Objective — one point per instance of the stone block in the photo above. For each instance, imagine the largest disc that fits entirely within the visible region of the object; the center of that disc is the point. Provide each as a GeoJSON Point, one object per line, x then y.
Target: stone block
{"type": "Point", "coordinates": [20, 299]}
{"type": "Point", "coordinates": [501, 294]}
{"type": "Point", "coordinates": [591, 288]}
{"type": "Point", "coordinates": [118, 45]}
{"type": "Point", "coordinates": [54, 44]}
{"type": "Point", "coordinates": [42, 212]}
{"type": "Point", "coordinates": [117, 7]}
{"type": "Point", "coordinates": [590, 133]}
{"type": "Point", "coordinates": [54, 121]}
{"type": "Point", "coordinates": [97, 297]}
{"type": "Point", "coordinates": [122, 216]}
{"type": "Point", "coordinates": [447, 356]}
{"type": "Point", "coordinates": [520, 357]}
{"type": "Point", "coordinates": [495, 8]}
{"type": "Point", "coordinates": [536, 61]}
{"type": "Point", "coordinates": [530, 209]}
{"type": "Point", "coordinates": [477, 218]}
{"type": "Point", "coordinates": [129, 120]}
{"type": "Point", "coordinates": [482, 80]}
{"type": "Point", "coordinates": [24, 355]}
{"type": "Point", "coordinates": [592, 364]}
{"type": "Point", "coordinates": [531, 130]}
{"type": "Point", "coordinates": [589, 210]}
━━━━
# [Request]
Return the full listing above unchanged, every line in its original order.

# [Task result]
Objective — one point per instance of the stone block in the photo above. For each instance, imagine the largest disc that fits entirely within the visible region of the object; the center of that disc is the point. Provide each as a GeoJSON Point, one object per line, x then y.
Target: stone block
{"type": "Point", "coordinates": [20, 299]}
{"type": "Point", "coordinates": [501, 294]}
{"type": "Point", "coordinates": [591, 288]}
{"type": "Point", "coordinates": [118, 45]}
{"type": "Point", "coordinates": [54, 44]}
{"type": "Point", "coordinates": [42, 212]}
{"type": "Point", "coordinates": [117, 7]}
{"type": "Point", "coordinates": [590, 133]}
{"type": "Point", "coordinates": [54, 121]}
{"type": "Point", "coordinates": [97, 297]}
{"type": "Point", "coordinates": [122, 216]}
{"type": "Point", "coordinates": [447, 356]}
{"type": "Point", "coordinates": [520, 357]}
{"type": "Point", "coordinates": [495, 8]}
{"type": "Point", "coordinates": [536, 61]}
{"type": "Point", "coordinates": [530, 209]}
{"type": "Point", "coordinates": [477, 218]}
{"type": "Point", "coordinates": [129, 120]}
{"type": "Point", "coordinates": [482, 80]}
{"type": "Point", "coordinates": [24, 355]}
{"type": "Point", "coordinates": [592, 364]}
{"type": "Point", "coordinates": [531, 130]}
{"type": "Point", "coordinates": [589, 210]}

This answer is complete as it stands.